TASK BRIEF: Transcribe each record precisely; images stay out.

DATA FOR THE TASK:
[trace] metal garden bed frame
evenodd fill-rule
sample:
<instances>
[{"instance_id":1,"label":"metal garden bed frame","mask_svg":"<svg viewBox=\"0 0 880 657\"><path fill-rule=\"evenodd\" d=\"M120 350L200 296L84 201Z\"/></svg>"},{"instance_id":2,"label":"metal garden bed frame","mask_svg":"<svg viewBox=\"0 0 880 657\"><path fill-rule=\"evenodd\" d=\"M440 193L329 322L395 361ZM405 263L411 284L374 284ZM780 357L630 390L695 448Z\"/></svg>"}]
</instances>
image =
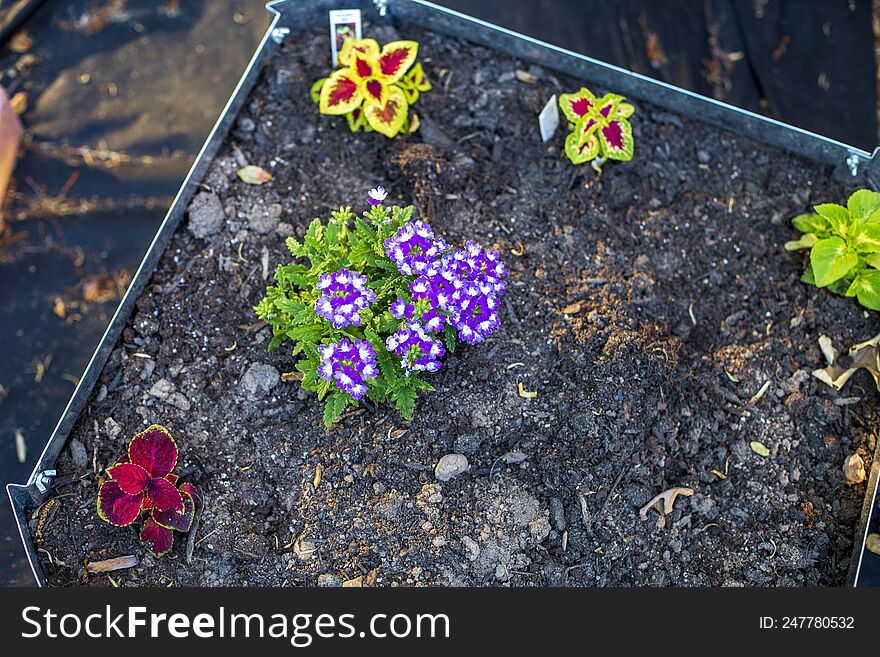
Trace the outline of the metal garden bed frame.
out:
<instances>
[{"instance_id":1,"label":"metal garden bed frame","mask_svg":"<svg viewBox=\"0 0 880 657\"><path fill-rule=\"evenodd\" d=\"M7 486L22 544L39 586L45 586L46 579L28 529L28 516L51 496L55 461L91 396L98 376L134 309L137 297L146 287L208 166L220 149L239 110L277 47L291 35L317 25L325 25L327 12L330 9L340 8L342 5L345 5L344 8L361 9L365 17L375 22L400 19L436 32L461 37L500 50L545 68L583 79L591 84L613 89L630 98L648 101L724 130L736 132L756 141L769 143L806 158L831 165L836 177L850 183L867 182L874 189L880 189L880 148L875 149L871 154L842 142L706 98L691 91L679 89L424 0L344 0L342 2L339 0L277 0L270 2L267 9L271 14L271 22L266 34L260 41L241 80L226 103L220 118L211 130L159 226L131 285L116 309L30 478L25 484L9 484ZM864 551L868 527L872 522L874 525L877 524L877 514L872 513L875 509L874 497L877 491L878 472L880 472L877 456L875 454L868 493L856 536L853 567L849 579L854 586L880 583L880 556ZM875 559L876 562L874 562Z\"/></svg>"}]
</instances>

PROBLEM SOLUTION:
[trace] metal garden bed frame
evenodd fill-rule
sample:
<instances>
[{"instance_id":1,"label":"metal garden bed frame","mask_svg":"<svg viewBox=\"0 0 880 657\"><path fill-rule=\"evenodd\" d=\"M120 350L200 296L84 201Z\"/></svg>"},{"instance_id":2,"label":"metal garden bed frame","mask_svg":"<svg viewBox=\"0 0 880 657\"><path fill-rule=\"evenodd\" d=\"M440 193L329 322L395 361ZM405 263L411 284L374 284ZM780 357L630 390L695 448Z\"/></svg>"}]
</instances>
image =
Trace the outline of the metal garden bed frame.
out:
<instances>
[{"instance_id":1,"label":"metal garden bed frame","mask_svg":"<svg viewBox=\"0 0 880 657\"><path fill-rule=\"evenodd\" d=\"M7 486L22 544L39 586L45 586L46 579L28 529L28 516L51 496L55 461L91 396L98 376L134 309L137 297L146 287L208 166L220 149L239 110L277 47L291 35L317 25L325 25L327 12L330 9L340 8L342 5L345 5L344 8L361 9L365 17L375 22L400 19L436 32L461 37L500 50L545 68L583 79L591 84L613 89L630 98L648 101L724 130L736 132L756 141L769 143L806 158L831 165L836 177L850 183L867 182L874 189L880 189L880 148L875 149L871 154L842 142L706 98L691 91L679 89L424 0L344 0L342 2L339 0L277 0L270 2L267 9L271 14L271 22L266 34L260 41L241 80L226 103L220 118L211 130L159 226L131 285L116 309L30 478L25 484L9 484ZM864 551L868 527L872 522L874 525L877 524L877 514L872 513L875 509L874 497L877 491L878 472L880 472L877 456L875 454L868 493L856 536L853 567L849 579L854 586L880 583L880 556ZM875 559L876 562L874 562Z\"/></svg>"}]
</instances>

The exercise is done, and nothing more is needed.